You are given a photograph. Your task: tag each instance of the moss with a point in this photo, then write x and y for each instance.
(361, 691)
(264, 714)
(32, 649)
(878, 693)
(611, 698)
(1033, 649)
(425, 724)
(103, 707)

> **PROBLEM STATEMENT**
Format the data above as a two-column CSV with the header row instruction,points, one row per text: put the text under instruction and its answer under points. Wrap each field in double quotes and turn line breaks into spaces.

> **ANSWER TO THE TASK**
instruction,points
"You are given a photograph. Your task: tag each instance of the moss with a point in this photo, then write x and y for each instance.","(361, 691) (264, 714) (32, 649) (878, 693) (611, 698) (1033, 649) (425, 724) (103, 707)"